What you will do: From the line containing "Where can you see the palm" to the end of the records below, output each line exactly; include both ends and nothing else.

##############################

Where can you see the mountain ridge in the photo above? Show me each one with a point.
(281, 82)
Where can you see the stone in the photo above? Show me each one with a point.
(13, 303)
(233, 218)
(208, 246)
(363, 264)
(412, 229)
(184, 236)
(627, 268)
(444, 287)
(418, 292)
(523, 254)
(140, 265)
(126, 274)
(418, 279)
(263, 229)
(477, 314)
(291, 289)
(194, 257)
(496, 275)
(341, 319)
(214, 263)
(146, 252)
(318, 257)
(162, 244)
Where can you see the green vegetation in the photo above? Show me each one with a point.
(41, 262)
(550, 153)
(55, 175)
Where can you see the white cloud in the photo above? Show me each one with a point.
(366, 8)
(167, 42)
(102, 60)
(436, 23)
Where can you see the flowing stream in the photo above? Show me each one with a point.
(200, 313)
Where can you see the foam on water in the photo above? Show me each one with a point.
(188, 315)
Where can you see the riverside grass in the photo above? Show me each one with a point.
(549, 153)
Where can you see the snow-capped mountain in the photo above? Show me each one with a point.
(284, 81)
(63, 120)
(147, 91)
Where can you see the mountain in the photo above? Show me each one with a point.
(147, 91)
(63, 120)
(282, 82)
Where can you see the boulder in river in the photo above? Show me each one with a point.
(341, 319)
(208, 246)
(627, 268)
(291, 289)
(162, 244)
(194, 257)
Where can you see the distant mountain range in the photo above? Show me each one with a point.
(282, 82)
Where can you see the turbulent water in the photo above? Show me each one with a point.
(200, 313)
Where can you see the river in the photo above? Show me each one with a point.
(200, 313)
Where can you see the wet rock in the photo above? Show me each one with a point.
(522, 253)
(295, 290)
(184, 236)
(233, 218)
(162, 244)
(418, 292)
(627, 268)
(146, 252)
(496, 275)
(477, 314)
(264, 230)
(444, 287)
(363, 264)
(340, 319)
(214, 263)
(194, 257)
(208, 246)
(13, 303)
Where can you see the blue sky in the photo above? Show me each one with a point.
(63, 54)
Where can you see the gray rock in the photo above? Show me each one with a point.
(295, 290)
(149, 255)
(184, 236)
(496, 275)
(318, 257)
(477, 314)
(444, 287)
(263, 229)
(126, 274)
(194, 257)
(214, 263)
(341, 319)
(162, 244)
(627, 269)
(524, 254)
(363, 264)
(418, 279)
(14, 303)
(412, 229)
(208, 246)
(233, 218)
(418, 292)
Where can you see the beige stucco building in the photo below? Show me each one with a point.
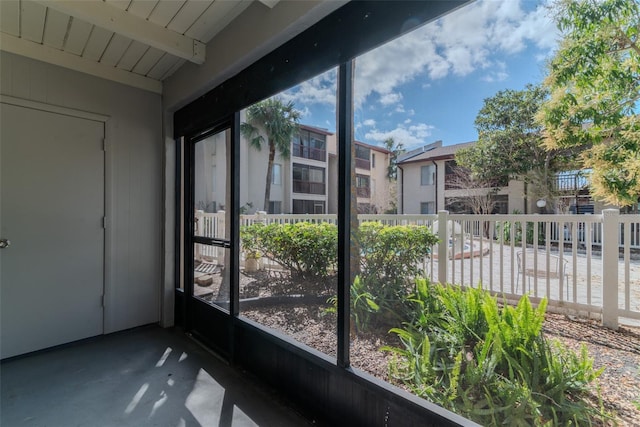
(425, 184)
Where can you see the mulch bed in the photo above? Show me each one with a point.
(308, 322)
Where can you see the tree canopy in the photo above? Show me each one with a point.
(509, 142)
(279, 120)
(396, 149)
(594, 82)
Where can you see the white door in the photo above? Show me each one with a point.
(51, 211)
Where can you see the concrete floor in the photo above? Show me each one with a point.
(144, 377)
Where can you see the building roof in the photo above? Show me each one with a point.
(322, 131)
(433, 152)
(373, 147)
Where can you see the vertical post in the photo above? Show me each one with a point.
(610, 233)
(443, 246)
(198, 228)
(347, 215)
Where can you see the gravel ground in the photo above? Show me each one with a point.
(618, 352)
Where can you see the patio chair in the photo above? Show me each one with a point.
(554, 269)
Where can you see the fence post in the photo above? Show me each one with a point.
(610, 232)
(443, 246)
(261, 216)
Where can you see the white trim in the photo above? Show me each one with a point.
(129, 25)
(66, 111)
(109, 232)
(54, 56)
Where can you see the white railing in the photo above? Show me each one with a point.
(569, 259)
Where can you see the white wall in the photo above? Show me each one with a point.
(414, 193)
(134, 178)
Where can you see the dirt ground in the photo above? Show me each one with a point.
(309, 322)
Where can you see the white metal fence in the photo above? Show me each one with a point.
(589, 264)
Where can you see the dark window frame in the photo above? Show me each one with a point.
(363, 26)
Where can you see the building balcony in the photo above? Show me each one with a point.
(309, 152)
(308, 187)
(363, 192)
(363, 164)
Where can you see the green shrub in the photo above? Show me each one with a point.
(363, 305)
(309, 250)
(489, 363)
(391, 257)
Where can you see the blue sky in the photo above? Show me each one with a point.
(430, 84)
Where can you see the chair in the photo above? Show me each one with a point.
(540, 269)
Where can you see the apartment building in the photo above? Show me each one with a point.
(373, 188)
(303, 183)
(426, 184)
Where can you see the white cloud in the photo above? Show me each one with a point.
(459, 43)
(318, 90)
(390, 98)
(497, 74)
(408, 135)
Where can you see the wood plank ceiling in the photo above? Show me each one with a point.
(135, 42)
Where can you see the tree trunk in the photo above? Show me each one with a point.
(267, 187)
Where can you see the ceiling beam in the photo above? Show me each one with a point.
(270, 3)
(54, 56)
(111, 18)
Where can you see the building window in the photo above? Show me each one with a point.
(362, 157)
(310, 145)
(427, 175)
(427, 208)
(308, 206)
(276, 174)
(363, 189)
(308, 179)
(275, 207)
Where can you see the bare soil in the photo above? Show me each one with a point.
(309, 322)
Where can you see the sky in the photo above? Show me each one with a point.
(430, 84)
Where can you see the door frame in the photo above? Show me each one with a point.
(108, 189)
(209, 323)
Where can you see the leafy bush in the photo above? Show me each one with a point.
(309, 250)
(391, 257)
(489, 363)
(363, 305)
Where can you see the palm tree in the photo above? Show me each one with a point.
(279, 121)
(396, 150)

##############################

Response to the exercise:
Where can you see the palm tree in the photo above? Show me each one with a point.
(279, 121)
(396, 150)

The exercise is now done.